Start of Block

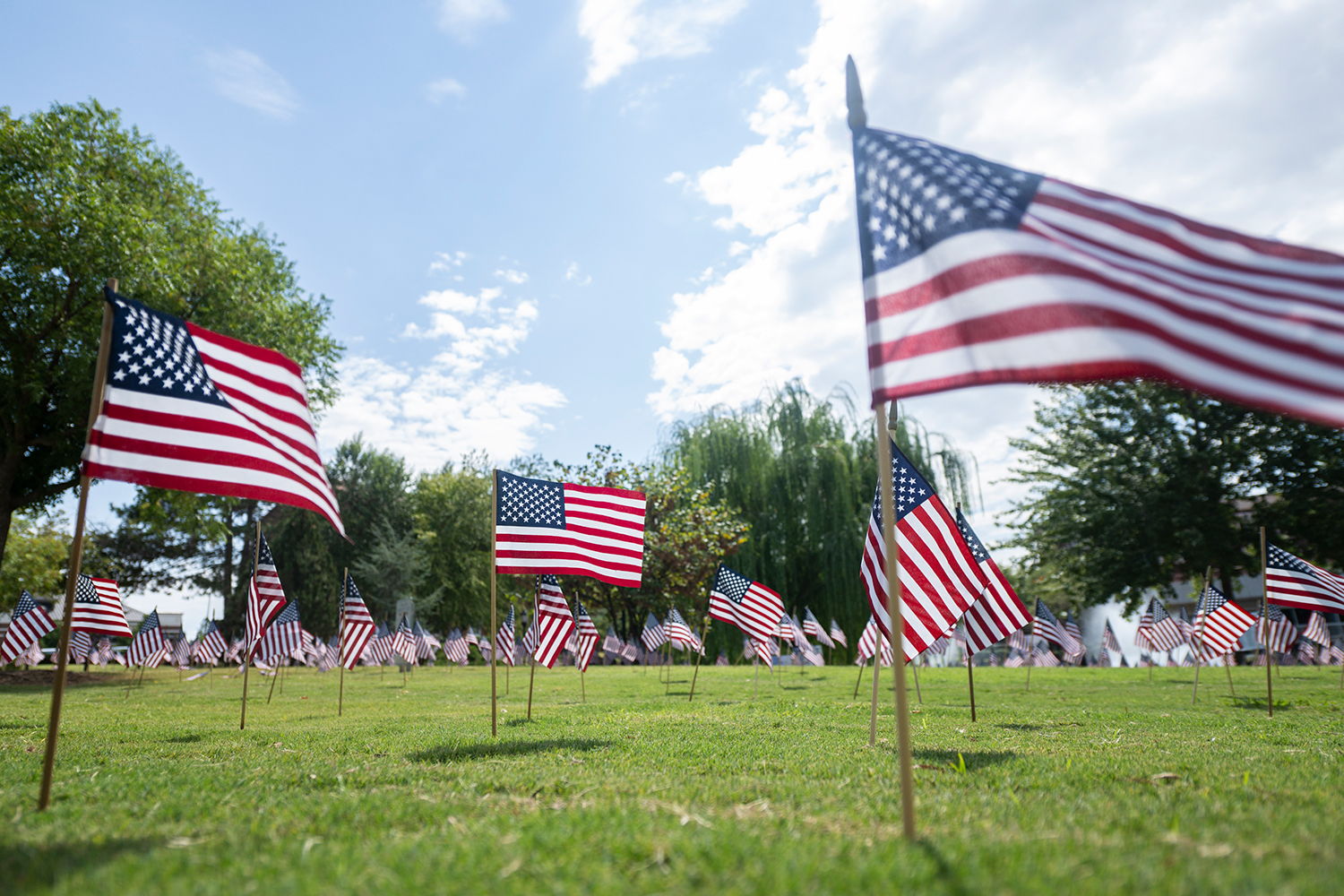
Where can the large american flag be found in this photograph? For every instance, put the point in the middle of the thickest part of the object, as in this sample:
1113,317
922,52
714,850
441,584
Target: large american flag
196,411
1222,625
980,273
653,635
744,602
938,576
569,530
147,648
999,611
554,621
1293,582
27,625
504,638
588,637
357,626
99,607
1276,632
265,595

End of Block

Prompt ▸ The result should be an exact copy of every entry above, with no pictures included.

Your solution ▸
Where can the large american flag be found in this photograph? For every instance, put the point in the middle of the thickest part of the object, as in this sample:
1113,317
922,52
714,850
441,584
Target: large american flag
196,411
1222,625
980,273
653,635
744,602
938,576
569,530
147,648
999,611
554,621
1293,582
27,625
504,638
588,637
357,626
99,607
1276,632
265,595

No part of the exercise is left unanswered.